Written request:
Copy out the data below as written; omit any images.

Excerpted data:
----------------------------------------
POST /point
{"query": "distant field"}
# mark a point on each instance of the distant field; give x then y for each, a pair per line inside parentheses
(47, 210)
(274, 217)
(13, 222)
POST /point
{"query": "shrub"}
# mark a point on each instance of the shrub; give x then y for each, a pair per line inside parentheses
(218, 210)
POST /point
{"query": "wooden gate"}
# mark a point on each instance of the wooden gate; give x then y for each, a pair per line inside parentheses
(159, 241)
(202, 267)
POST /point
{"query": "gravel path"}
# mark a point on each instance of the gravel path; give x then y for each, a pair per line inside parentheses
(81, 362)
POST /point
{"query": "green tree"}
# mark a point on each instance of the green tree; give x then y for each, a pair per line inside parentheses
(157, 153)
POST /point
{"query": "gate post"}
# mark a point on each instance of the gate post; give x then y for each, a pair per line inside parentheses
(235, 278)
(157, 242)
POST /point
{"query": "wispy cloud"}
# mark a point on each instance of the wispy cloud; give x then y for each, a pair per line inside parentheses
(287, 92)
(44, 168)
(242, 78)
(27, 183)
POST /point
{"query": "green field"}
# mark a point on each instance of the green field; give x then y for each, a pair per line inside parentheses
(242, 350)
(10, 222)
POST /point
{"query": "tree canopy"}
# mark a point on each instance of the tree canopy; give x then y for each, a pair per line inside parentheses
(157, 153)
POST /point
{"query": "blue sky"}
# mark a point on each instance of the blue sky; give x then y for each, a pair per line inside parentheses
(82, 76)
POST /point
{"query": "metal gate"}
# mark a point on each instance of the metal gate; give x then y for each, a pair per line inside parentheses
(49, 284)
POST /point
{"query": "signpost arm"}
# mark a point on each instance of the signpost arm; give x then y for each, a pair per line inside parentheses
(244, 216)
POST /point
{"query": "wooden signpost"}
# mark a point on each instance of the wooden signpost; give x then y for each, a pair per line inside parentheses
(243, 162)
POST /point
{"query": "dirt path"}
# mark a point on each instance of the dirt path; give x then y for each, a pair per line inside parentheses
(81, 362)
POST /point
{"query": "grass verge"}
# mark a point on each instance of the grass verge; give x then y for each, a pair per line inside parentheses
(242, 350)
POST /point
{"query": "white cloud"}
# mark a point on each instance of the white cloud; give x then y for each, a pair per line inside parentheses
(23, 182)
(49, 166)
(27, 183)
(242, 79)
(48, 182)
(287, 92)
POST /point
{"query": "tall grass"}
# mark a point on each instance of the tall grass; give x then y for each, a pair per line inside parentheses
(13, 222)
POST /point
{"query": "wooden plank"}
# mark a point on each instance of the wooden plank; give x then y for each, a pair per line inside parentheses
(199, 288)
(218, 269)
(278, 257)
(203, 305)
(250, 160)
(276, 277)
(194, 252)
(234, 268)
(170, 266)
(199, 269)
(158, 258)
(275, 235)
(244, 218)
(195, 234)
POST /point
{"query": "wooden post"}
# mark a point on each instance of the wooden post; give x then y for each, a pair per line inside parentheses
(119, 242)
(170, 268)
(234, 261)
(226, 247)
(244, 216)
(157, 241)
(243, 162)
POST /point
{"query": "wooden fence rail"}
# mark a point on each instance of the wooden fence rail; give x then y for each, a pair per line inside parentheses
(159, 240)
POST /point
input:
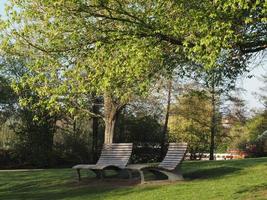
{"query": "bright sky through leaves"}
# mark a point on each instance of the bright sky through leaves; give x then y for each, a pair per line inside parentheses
(252, 85)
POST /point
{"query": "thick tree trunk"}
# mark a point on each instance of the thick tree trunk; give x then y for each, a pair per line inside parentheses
(213, 124)
(165, 127)
(110, 116)
(95, 125)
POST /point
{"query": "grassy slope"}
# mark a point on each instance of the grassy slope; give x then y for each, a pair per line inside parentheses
(242, 179)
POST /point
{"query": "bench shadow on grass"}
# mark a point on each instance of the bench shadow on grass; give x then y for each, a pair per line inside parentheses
(211, 173)
(91, 188)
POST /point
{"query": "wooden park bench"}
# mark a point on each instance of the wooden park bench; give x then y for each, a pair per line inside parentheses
(113, 156)
(169, 166)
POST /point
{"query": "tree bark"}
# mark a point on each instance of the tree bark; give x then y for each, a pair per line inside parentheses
(110, 116)
(213, 123)
(95, 125)
(165, 127)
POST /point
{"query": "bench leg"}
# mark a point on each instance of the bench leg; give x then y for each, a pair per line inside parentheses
(79, 175)
(173, 176)
(142, 177)
(99, 174)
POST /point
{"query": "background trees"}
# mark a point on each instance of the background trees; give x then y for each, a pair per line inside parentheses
(85, 61)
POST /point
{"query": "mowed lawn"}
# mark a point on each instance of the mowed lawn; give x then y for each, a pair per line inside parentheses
(239, 179)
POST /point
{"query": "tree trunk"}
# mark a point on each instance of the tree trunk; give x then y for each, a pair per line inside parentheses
(165, 127)
(213, 123)
(95, 125)
(110, 116)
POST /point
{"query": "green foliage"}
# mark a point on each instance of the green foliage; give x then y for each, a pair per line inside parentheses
(118, 46)
(190, 121)
(236, 179)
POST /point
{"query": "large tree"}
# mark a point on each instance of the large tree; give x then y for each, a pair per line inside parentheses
(116, 48)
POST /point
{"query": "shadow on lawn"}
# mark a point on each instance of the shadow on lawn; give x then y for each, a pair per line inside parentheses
(211, 173)
(252, 189)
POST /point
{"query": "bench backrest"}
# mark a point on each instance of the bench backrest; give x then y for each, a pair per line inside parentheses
(115, 154)
(174, 156)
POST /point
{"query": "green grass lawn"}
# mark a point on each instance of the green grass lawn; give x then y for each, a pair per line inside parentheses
(240, 179)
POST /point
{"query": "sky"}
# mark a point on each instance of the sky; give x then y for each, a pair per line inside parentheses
(251, 85)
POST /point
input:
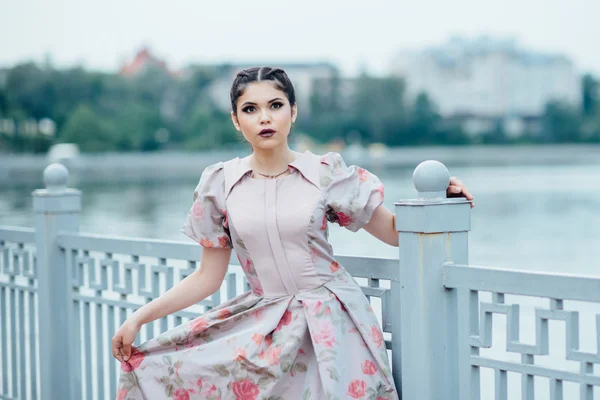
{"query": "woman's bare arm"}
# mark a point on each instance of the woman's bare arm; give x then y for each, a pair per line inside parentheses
(383, 226)
(194, 288)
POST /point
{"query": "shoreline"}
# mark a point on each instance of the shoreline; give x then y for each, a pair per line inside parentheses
(118, 167)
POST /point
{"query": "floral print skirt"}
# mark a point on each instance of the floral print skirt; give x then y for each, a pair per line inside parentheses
(320, 344)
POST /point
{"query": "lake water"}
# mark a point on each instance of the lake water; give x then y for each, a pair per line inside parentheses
(533, 217)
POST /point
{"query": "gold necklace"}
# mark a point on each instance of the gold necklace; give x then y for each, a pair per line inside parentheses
(272, 176)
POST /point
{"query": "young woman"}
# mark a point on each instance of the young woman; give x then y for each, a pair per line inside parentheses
(305, 330)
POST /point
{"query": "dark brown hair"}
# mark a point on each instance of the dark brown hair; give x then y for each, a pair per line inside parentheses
(258, 74)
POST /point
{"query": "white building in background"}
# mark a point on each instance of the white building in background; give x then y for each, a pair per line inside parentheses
(488, 78)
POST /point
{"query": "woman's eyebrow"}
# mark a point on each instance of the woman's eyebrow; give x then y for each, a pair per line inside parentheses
(250, 103)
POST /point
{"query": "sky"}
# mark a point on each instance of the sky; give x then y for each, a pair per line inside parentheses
(354, 35)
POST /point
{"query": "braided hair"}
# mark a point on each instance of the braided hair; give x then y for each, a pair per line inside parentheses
(258, 74)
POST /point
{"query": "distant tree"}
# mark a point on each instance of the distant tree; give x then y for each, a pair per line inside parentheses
(378, 109)
(561, 123)
(209, 128)
(88, 131)
(591, 95)
(137, 125)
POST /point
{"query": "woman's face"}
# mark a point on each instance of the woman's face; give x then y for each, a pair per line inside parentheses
(264, 115)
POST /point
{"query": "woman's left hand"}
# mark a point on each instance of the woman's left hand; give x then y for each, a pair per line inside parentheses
(457, 189)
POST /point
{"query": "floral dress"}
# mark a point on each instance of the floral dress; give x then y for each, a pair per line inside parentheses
(305, 330)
----------------------------------------
Response to this exercise:
POST /point
{"query": "distant field"}
# mark a point on each instance of the distant field; give x then y for each, a pair per line inside parentheses
(47, 210)
(274, 217)
(13, 222)
POST /point
{"query": "shrub"}
# mark a point on each instance of the shrub; give x then y for each, a pair per line inside parentheses
(218, 210)
POST /point
{"query": "wooden gate"}
# mark a point on each instance of the wooden gate; give x then y for each, a pair per line inside parentheses
(159, 241)
(202, 267)
POST /point
{"query": "gravel path"}
# mark a point on each instance of the gravel path; give x then y for each, a pair per line inside parentheses
(81, 362)
POST /point
{"query": "green tree"}
# mark a point on each instance of the green tree; give x then y for each, a pair per line inside parentheses
(157, 153)
POST /point
{"query": "gate post"}
# mark a point on each instance of the gate post; give x then y for each, a pair per line inside parentheses
(235, 278)
(157, 242)
POST /point
{"query": "wispy cloud"}
# mark a point on each instance of the wispy cloud; give x then y for each, a pair per line inside parentheses
(287, 92)
(44, 168)
(242, 78)
(27, 183)
POST /point
{"query": "green field"}
# mark a point on each instance of the green field; give x then y for each, a pair per line inside parentheses
(242, 350)
(10, 222)
POST /point
{"query": "tree canopy"}
# mark a point on each instance of the tree canopy; give x then y for each, a pair per line inside parentheses
(157, 153)
POST /point
{"query": "blue sky"}
# mark a point on each instance of the blue sky; give x then y for each, a pair per line inside parentheses
(82, 76)
POST /point
{"query": "metal gate"}
# mark a point on each instance of the metal gate; give x then y for each, a pair per line inside parentheses
(49, 284)
POST /point
{"query": "signpost arm"}
# mark a point on each instance of the signpost arm; give x then y for each, a pair per line inside parentheses
(244, 216)
POST /point
{"query": "wooden signpost"}
# mark a point on each instance of the wooden signpost; give x then y for each, a pair per line inside parentheses
(243, 162)
POST /point
{"query": "dirt path"}
# mark a point on each instance of the dirt path; give x then y for each, a pair per line inside parentheses
(81, 362)
POST /point
{"query": "grass verge"}
# mark a point on each instance of the grass verge; give x then y for each, a pair per line inside parentheses
(242, 350)
POST /point
{"query": "white cloud"}
# mark a point on each instance of the white cloud; give x then y for each, a pair per line inside parentheses
(23, 182)
(49, 166)
(27, 183)
(242, 79)
(48, 182)
(287, 92)
POST /point
{"query": "tall grass"}
# mark a point on each instance of the tall grass; give x then y for each, a pair per line inside parentheses
(13, 222)
POST /point
{"query": "wooden plank"}
# mark a point on each instance of the wooden plank; give x then y for each, a pair per line inside parentheses
(199, 288)
(218, 269)
(278, 257)
(203, 305)
(250, 160)
(276, 277)
(194, 252)
(234, 268)
(170, 266)
(199, 269)
(158, 258)
(275, 235)
(244, 218)
(195, 234)
POST /point
{"query": "wooden post"}
# mark a point on each instance of the wooden post; give x then y for each, a pair per line inside parentheses
(119, 242)
(170, 268)
(234, 261)
(226, 247)
(244, 216)
(157, 241)
(243, 162)
POST /point
{"query": "wooden fence rail"}
# mark a point on each instance of the wooden fence rail; give x then y for each, a pair per line inside parentheses
(159, 240)
POST /point
input:
{"query": "bright sky through leaves"}
# mark a point on each instance of the bright sky through leaves; give x then y for each, a pair per line inside parentheses
(252, 85)
POST /point
{"query": "thick tree trunk"}
# mark a point on each instance of the thick tree trunk; give x then y for each, a pair per line inside parentheses
(213, 124)
(165, 127)
(110, 116)
(95, 125)
POST /point
{"query": "grassy slope"}
# mark a point on each instance of the grassy slope; give x then y for each, a pair per line inside parentheses
(242, 179)
POST /point
{"query": "bench shadow on grass"}
# mark a point on each instance of the bench shadow on grass; give x then y for each, a pair per line inside parentheses
(211, 173)
(91, 188)
POST /point
{"query": "wooden park bench"}
# mark a point on each instance of the wooden park bench; give x then y for each, a pair per line inside parentheses
(113, 156)
(169, 166)
POST /point
{"query": "tree bark"}
# mark a point on each instance of the tree bark; give x then y for each, a pair per line inside parentheses
(110, 116)
(213, 123)
(95, 125)
(165, 127)
POST /point
{"query": "bench leg"}
# mark a point on each instance of the bench leg; give x then y for each, a pair per line inside parentheses
(79, 175)
(173, 176)
(142, 177)
(99, 174)
POST /point
{"query": "background trees"}
# mark a point on each instance of the background trees; give x then y for each, a pair per line inside parentheses
(85, 61)
POST /point
{"query": "mowed lawn"}
# mark a point on each instance of the mowed lawn; give x then y for each, a pair per line inside parentheses
(239, 179)
POST /point
{"query": "tree trunk"}
# mark a point on each instance of the tree trunk; give x then y for each, a pair per line inside parentheses
(165, 127)
(213, 123)
(95, 125)
(110, 116)
POST /point
{"query": "green foliage"}
# mark a point on each instance of the green foliage; give x then y for each, a pair per line inside parentheses
(118, 46)
(190, 121)
(236, 179)
POST /point
{"query": "large tree"}
# mark a point on each instance of the large tree; give x then y for each, a pair per line inside parentheses
(116, 48)
POST /point
{"query": "shadow on lawn"}
# mark a point on each instance of the shadow on lawn; give x then y for each, a pair per line inside parentheses
(211, 173)
(252, 189)
POST /point
{"query": "bench backrest"}
# mark a point on each instance of the bench backrest; give x then y for each, a pair per line inside parentheses
(115, 154)
(174, 156)
POST /point
{"query": "green grass lawn"}
# mark a point on each instance of the green grass lawn; give x then y for each, a pair per line inside parentheses
(240, 179)
POST /point
{"query": "sky"}
# mark a point on each instance of the sky; give x then y for each, a pair per line inside parentheses
(251, 85)
POST /point
input:
{"query": "woman's bare arm"}
# mark a point on each instance of the woman's bare arm; give x then y for each, a pair per line inside parentheses
(383, 226)
(194, 288)
POST /point
{"query": "shoreline"}
# mark a point on each instance of the shoreline; give x then y for each, a pair per line inside parentheses
(118, 167)
POST /point
{"query": "floral print skirt"}
# mark a point on each instance of the floral print skirt; give x then y for each, a pair per line inside parentheses
(320, 344)
POST /point
{"query": "lake water"}
# mark a point on each instance of the lake water; give x then y for each, a pair per line inside parentheses
(533, 217)
POST /point
{"query": "gold necklace"}
# mark a point on each instance of the gold necklace; give x then y for each, a pair per line inside parentheses
(272, 176)
POST /point
{"query": "young woman"}
# mark a point on each instance of the young woman; give x then y for each, a pair per line inside parentheses
(305, 330)
POST /point
{"query": "dark brown hair"}
# mark a point on each instance of the dark brown hair; give x then y for each, a pair per line inside parentheses
(258, 74)
POST /point
{"query": "white building in background"}
# mark a point on each instance of the white building in background; give x then y for each, a pair per line inside parentheses
(488, 78)
POST /point
{"query": "woman's eyebrow"}
# mark a point on each instance of the woman's eyebrow; give x then y for each, a pair per line inside parentheses
(250, 103)
POST /point
{"query": "sky"}
# mark a point on each instance of the sky; give x then y for each, a pair per line inside parentheses
(354, 35)
POST /point
{"query": "braided hair"}
# mark a point on each instance of the braided hair; give x then y for each, a pair per line inside parentheses
(258, 74)
POST /point
{"query": "distant tree"}
# mark a point on each instance of the distant tree; give x then y for each, a pair per line inside parentheses
(378, 109)
(561, 123)
(209, 128)
(88, 131)
(591, 95)
(137, 125)
POST /point
{"query": "woman's face"}
# mark a point on each instance of the woman's face; give x then y for each, a pair per line inside parentheses
(264, 115)
POST /point
{"query": "woman's left hand"}
# mark a point on each instance of the woman's left hand; give x then y for each, a pair per line inside parentheses
(457, 189)
POST /point
{"query": "floral dress"}
# mark a point on each instance of the floral dress; give x then y for each, a pair per line inside parentheses
(305, 330)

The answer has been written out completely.